> [SELECTED EXTRACT]:
※

Friday, July 25, 2008

How Good or Bad Are Local Councillors?

Those of you who are interested in local government might like to check out an interview on the Total Politics Local Government Blog with Dr Phyllis Starkey, Labour chairman of the Communities and Local Government Select Committee. She says...
The councils themselves need to change their mindset, and start doing things instead of always using the excuse that they're not permitted to, or that central government doesn't want to, or that they don't have the finance. Councils need to think much more imaginatively themselves.
I had to re-read that when I first read it. It's a strange definition of localism. She also talks about the quality of local councillors.

※

> [YOUR TASKS]:
1) List each excuse that the blog post on local councillors quotes as one councils always use for not doing things.
2) Please carry on the blog post on local councillors, picking up after its last sentence.

※

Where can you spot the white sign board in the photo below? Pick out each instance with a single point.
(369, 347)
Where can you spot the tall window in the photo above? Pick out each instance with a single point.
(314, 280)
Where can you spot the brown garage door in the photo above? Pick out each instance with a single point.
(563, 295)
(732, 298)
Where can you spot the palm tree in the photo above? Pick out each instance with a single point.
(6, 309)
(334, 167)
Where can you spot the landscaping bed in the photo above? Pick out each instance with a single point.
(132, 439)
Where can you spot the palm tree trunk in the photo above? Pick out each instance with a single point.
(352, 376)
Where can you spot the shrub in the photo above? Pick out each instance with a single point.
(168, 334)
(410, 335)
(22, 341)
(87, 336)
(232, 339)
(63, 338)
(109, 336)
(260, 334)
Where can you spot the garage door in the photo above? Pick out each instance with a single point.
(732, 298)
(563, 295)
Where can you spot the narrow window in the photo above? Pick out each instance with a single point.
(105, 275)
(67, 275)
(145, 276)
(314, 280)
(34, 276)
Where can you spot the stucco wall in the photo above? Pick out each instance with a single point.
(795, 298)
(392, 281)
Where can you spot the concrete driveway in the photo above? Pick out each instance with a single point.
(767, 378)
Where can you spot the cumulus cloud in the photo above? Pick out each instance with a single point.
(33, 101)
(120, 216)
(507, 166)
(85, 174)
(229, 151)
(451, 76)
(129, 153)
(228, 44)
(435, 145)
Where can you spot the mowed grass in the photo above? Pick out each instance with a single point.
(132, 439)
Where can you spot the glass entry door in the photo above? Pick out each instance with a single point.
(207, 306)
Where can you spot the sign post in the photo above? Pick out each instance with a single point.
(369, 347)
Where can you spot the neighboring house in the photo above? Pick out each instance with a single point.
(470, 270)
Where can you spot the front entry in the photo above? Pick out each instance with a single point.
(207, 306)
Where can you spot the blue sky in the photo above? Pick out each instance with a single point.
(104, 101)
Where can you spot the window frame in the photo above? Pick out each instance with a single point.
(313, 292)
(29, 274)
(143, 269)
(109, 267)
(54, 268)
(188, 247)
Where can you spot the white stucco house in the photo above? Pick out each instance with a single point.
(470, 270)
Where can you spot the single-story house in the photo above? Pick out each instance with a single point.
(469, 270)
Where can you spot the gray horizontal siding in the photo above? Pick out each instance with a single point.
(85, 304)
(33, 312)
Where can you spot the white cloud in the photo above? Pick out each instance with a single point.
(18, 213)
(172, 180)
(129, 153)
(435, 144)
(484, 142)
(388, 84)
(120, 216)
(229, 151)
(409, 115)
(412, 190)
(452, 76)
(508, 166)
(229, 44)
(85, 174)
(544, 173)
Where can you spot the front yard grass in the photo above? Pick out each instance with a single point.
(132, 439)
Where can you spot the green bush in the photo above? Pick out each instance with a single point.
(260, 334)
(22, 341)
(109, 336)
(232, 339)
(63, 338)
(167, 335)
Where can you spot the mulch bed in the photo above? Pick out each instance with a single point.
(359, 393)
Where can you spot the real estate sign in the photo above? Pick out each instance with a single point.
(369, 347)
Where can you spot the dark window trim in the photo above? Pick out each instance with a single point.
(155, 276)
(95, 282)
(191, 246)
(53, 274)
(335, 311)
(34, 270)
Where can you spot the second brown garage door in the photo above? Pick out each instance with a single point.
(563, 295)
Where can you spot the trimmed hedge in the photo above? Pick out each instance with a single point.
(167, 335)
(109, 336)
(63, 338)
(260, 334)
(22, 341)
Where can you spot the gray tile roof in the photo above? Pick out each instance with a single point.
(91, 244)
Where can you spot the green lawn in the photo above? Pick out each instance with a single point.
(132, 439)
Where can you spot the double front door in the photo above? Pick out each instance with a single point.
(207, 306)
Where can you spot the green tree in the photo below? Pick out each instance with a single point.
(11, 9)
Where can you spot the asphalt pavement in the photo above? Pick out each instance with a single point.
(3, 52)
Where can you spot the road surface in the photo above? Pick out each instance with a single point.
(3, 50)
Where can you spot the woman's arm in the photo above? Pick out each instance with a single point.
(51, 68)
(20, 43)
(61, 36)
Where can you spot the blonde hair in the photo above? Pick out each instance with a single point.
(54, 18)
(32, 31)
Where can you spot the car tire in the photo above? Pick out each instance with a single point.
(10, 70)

※

> [THE RESPONSES]:
1)
- They're not permitted to.
- Central government doesn't want to.
- They don't have the finance.

2)
Clearly the quality is variable, just as the quality of Members of Parliament is. There’s no evidence that the quality of councillors has got worse or better. It’s interesting that even in the 18th century you found commentators railing against the poor quality of local councillors so I think this is a theme - a bit like people complaining that young people are badly behaved. There are some extremely impressive councillors in many different sorts of councils who are operating in innovative ways for their local communities. And there are some very unimpressive councillors. I suppose it’s fair to say you tend to get more of the unimpressive ones in areas where one political party has more or less an uninterrupted hold on the control of the local council.
I totally agree with that analysis. One party fiefdoms seldom result in good government. Anyway, read the rest of the interview HERE.

17 comments:

  1. I have to agree with you. We have a couple here in Herefordshire - they're Tories as it happens - who just get re-elected time and time again, yet are a waste of space. Can't be bothered to turn up to important public local meetings concerning their wards, etc, etc (yet good at turning up to expense claiming council meetings).

    I think the reason is that most people perceive local government councillors as just being Whitehall's lackeys - and therefore not worth the effort of going out on a wet night to vote.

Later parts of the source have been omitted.